WHAT THE EXERCISE ASKS
Rewrite everything in the listing below, from the line containing "Where can you see the grass" down to the end of the listing, as a numbered list. Leave out any blank lines.

Coordinate labeling data:
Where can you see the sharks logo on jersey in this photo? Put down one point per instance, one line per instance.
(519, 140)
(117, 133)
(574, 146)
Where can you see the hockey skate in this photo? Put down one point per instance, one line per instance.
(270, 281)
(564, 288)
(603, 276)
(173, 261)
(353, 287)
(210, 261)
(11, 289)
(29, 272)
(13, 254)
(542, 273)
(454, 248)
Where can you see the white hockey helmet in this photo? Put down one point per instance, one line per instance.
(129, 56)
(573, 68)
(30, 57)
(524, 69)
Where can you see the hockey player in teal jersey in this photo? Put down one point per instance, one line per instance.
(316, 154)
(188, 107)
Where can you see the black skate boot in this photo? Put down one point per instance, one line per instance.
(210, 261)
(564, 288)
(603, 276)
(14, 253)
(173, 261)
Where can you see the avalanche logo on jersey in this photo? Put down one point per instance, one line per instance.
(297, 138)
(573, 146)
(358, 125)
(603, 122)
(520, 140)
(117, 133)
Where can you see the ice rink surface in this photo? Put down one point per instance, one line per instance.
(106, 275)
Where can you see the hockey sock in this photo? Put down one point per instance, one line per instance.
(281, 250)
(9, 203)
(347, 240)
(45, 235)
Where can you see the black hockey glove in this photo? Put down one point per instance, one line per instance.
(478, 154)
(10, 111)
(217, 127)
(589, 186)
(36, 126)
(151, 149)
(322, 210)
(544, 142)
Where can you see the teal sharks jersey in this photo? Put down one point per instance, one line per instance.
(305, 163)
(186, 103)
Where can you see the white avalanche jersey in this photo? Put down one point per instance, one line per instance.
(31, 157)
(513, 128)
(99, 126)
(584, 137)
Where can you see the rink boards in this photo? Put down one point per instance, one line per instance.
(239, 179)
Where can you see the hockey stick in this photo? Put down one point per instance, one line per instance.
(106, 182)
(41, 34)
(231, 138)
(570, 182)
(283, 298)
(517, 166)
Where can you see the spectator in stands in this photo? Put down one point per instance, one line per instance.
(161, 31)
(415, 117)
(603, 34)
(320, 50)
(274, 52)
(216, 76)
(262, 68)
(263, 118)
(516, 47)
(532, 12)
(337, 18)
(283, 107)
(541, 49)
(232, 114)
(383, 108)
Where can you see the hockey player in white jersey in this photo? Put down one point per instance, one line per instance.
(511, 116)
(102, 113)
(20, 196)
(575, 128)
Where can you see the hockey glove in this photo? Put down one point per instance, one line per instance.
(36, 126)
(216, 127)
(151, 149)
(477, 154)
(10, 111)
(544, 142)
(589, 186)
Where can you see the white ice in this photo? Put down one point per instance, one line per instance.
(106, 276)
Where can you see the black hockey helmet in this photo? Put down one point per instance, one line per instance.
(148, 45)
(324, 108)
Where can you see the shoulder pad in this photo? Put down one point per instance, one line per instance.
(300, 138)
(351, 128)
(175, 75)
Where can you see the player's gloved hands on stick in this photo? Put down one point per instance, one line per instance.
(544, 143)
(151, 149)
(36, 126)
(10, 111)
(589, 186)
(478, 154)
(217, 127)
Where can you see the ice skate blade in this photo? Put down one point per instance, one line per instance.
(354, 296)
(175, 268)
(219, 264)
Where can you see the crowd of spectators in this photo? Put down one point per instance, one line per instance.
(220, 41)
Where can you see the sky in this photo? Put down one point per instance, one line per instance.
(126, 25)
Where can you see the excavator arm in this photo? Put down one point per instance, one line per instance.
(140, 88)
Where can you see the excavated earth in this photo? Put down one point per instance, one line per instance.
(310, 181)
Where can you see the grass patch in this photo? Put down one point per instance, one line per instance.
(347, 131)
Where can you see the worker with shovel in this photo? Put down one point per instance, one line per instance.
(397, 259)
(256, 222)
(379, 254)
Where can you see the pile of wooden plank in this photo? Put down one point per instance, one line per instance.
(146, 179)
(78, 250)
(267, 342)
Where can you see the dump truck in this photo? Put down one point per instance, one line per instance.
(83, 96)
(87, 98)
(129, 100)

EXPECTED OUTPUT
1. Where can you see the grass patch in this photo? Put down one point per instance, one line per instance.
2. (347, 131)
3. Where can you see the worker with shovel in this photo? Put down one point per instance, one line per instance.
4. (397, 259)
5. (256, 222)
6. (379, 254)
7. Where can you see the pile of wooden plank in this photo? Put down one point per instance, one line per instance.
8. (146, 179)
9. (78, 250)
10. (267, 342)
11. Where can you see the dump truck in this photo? Put down one point per instance, one line per instance.
12. (83, 96)
13. (87, 98)
14. (129, 100)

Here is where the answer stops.